### EXCERPTED RECORDS
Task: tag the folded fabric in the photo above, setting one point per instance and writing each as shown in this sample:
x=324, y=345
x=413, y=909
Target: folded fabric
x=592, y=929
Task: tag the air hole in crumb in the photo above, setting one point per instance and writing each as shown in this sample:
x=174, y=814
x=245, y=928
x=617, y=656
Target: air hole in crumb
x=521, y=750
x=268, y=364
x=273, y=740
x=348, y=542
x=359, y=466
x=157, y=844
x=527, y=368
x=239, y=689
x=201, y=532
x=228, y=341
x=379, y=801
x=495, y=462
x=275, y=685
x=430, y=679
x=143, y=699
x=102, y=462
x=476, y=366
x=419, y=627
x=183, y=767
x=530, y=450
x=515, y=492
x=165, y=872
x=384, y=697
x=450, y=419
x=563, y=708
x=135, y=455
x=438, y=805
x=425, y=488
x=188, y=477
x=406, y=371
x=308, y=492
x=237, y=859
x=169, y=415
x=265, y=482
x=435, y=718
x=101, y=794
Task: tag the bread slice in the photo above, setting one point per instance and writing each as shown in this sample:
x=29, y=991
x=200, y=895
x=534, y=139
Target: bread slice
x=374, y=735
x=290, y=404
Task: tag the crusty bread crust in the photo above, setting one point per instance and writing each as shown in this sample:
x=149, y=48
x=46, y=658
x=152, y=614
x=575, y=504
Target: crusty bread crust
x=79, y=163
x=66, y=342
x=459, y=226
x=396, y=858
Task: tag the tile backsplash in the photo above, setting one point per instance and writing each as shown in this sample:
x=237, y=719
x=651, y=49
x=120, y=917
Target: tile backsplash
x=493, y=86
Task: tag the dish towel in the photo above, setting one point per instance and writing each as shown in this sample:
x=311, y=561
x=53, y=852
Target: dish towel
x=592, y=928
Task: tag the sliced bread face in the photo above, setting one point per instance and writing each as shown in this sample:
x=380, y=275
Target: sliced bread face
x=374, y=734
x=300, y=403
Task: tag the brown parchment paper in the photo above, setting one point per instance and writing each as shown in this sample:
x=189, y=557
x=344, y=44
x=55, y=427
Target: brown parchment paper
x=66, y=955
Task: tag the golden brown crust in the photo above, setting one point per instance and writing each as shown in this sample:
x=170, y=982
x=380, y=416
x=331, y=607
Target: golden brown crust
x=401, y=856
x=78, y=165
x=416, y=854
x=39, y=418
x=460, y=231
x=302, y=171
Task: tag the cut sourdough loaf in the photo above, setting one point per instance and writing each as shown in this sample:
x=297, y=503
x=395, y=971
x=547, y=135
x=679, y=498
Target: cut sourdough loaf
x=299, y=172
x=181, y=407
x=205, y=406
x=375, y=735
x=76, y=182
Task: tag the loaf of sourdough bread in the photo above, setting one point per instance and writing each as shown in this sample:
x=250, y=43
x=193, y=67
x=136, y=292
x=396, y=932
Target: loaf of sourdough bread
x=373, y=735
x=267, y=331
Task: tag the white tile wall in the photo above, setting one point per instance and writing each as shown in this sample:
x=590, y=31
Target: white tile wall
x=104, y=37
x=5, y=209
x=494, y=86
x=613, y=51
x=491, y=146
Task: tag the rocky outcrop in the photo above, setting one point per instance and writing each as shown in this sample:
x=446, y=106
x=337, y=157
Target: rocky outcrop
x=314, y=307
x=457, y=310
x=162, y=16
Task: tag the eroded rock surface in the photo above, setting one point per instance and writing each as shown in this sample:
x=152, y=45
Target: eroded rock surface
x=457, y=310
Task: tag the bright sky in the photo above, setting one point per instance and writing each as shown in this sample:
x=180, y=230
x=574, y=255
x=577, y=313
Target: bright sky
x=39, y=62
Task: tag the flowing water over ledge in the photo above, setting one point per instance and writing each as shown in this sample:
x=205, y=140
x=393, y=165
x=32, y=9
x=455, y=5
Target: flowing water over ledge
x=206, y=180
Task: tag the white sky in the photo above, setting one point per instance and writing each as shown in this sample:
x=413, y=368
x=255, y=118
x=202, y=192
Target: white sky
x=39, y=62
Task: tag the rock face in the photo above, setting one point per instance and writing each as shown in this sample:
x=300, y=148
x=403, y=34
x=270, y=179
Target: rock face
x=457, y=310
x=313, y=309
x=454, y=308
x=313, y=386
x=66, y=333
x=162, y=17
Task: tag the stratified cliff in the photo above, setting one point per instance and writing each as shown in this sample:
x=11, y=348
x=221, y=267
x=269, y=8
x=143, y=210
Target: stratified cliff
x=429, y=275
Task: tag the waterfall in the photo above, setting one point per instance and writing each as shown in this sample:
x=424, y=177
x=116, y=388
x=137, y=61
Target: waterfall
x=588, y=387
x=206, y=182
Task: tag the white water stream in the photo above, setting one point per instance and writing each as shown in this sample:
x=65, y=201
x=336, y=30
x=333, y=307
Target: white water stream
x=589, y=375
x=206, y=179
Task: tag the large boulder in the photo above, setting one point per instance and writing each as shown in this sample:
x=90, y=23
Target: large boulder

### EXERCISE DESCRIPTION
Reproduce exactly, please, only the lines from the start of the data above to the line that contains "x=237, y=719", with both ends kept.

### OUTPUT FOR THIS TASK
Task: tag the folded fabric in the photo above, setting one point per instance and writing each as shown in this sample:
x=324, y=345
x=413, y=909
Target: folded fabric
x=592, y=929
Task: tag the air hole in crumb in the photo above, setting one point per instance and writing each as shown in this sample:
x=174, y=814
x=245, y=928
x=617, y=656
Target: air hole in crumb
x=521, y=750
x=268, y=364
x=273, y=740
x=348, y=542
x=359, y=466
x=157, y=844
x=527, y=368
x=239, y=689
x=201, y=532
x=228, y=341
x=379, y=801
x=495, y=462
x=275, y=685
x=430, y=679
x=143, y=699
x=102, y=462
x=476, y=366
x=419, y=627
x=183, y=767
x=530, y=450
x=515, y=492
x=165, y=872
x=384, y=697
x=450, y=419
x=563, y=708
x=135, y=455
x=438, y=805
x=425, y=488
x=188, y=477
x=406, y=371
x=308, y=492
x=237, y=859
x=169, y=415
x=265, y=482
x=435, y=718
x=101, y=794
Task: tag the bread slice in the photo above, setting one point per instance and writing each as shown in this sample:
x=29, y=991
x=200, y=895
x=534, y=139
Target: bread slice
x=374, y=735
x=290, y=404
Task: tag the crusty bread crust in the photo above, setting one point per instance and writing each as shown in this sample:
x=149, y=48
x=46, y=658
x=152, y=614
x=575, y=504
Target: crusty bread crust
x=79, y=163
x=66, y=342
x=459, y=226
x=396, y=858
Task: tag the tile backsplash in the photo above, setting one point per instance and writing each as shown in this sample:
x=237, y=719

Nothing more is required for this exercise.